• **TASK 1**
Translate this sentence from the blog post into Spanish: "I have a word of advice - do NOT go see a movie without knowing what it is about."
• **TASK 2**
Continue the blog post about grieving after David's death from the point where it ends.
──────── SOURCE PASSAGE
8. And speaking of dealing with stuff, it must be nice for the financial industry to just completely be unreachable for the month of December and half of January! You would think that nothing happens then! No one can help you, no one WILL help you, they say to "call back after the 1st". Well, my life kind of fell apart in December, I need your help NOW. Because of their work policies, I almost don't have health insurance, because no one has notified anyone that David died. They just have that he was "terminated", which has a whole lot different connotation, doesn't it? Barry said he thinks that these companies and their Human Resources people don't really know what to do when a person dies, and I have to agree. But they sure need to find out and get back to me, don't you think? I kind of feel thrown out into the ocean, not hearing anything from anyone, even though I have called and tried to find out the info for myself. And I have a garage full of IGT stuff that I don't know what to do with. I can't throw it away, it may be something important, and there might be some gaming law that would prevent me from doing that anyway. So, Frank, Steven, if you are reading this, give me a call. I need to know when you are coming to get this stuff. I am sure y'all have proper ways of disposing of it on the coast. Thanks.

So, that's all for now. Have a good Wednesday. Stay warm and dry.

Saturday, January 12, 2008

What's been goin' on.....


I have a word of advice - do NOT go see a movie without knowing what it is about. I have had several people mention "The Bucket List" looked funny, and then I would tell them that it was about two terminally ill men who have a list of things to do before they "kick the bucket". Then the people go "oh no, you can't go see that for about ten years" and I agree. So, today, I went with my sister and her family to Madison to see a movie. It's a beautiful day, Linda spent the night last night and we had a good time eating out, going to Big Lots, and then watching lots of stuff about the television show "Bones". The boys wanted to see "I Am Legend", a zombie movie, a movie that I had no desire to see, so Linda and I looked at the list of movies and picked one that started when their movie did, a "chick flick", what we thought would be a light hearted romantic comedy, a movie called "P.S. I Love You", A MOVIE ABOUT A WOMAN WHOSE HUSBAND DIED OF A BRAIN TUMOR AND HOW HARD SHE HAD IT FOR THE YEAR FOLLOWING HIS DEATH!!!! Let's see, could I even PICK one that would hurt more??? I sobbed, very audibly at times, and Linda asked if I wanted to leave. I should have, but I didn't and by the end, I am sorry, I was sobbing pretty good. The music was good, though, I will say that. I'm sure the women in front of us were like, calm down, lady, it is just a movie, but they also might have realized that hey, this movie is very hard for this woman who is sobbing to see, it must be hitting pretty close to home. At least, I hope that is what they were thinking. When we left, we went and had a wonderful supper at Logan's Steakhouse, then went to a few stores in the Jackson area. Yes, a few times I had a mini-meltdown, but I was trying to keep myself under control. On the way home, I was still having some crying episodes, but mainly I was lost in my thoughts, thinking about how much I miss David.
────────────────
──────── GIVEN DATA
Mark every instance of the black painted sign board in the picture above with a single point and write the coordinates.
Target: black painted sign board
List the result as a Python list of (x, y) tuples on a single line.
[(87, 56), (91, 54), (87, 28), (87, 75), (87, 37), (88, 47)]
────────────────
• **ANSWER AREA 1**
Tengo un consejo: NO vayan a ver una película sin saber de qué trata.

• **ANSWER AREA 2**
We get to my street, turn up the street, and HOLY MOLY, THERE IS A "FOR SALE" SIGN IN THE YP'S YARD!!!!! I started screaming, Linda started screaming, we jumped out and just jumped for joy!! So, I forgive the universe for the movie today, because honestly, I haven't been this joyous in a long time!!! And y'all all may think I am crazy, but I like to think that David had a little hand in this, maybe. So, I wish them the best, I hope they make a trillion dollars, just so long as they make it somewhere else!!! Now, the hunt is on for GOOD neighbors, people who will not feel that everyone has to bow down to their desires, people who will give someone the chance to rectify a problem, people who are ADULTS!! People who know what the word "neighbor" means, and who will meet someone halfway to be a good one.
Now I am going to go soak in the tub and run the jets. The day has actually turned out pretty great!!! Have a good Sunday!!

Tuesday, January 08, 2008

Tuesday afternoon, about to have a storm


I have felt crummy all day today. I hate to start off this post with that, but it is the honest truth. I think that I am trying to catch something, something that I really don't want. But, since we had below freezing temperatures last week, and absolutely springlike weather for the last couple of days, well, something was BOUND to happen! I hope that by staying in today, I can ward it off. I have too much to do in the next few days to be sick. Plus, my new glasses are in and I want to go get them. My eyes are so blurry, though, from feeling bad, so that concerns me that I will get a massive headache when I get them! Oh woe is me, woe is me.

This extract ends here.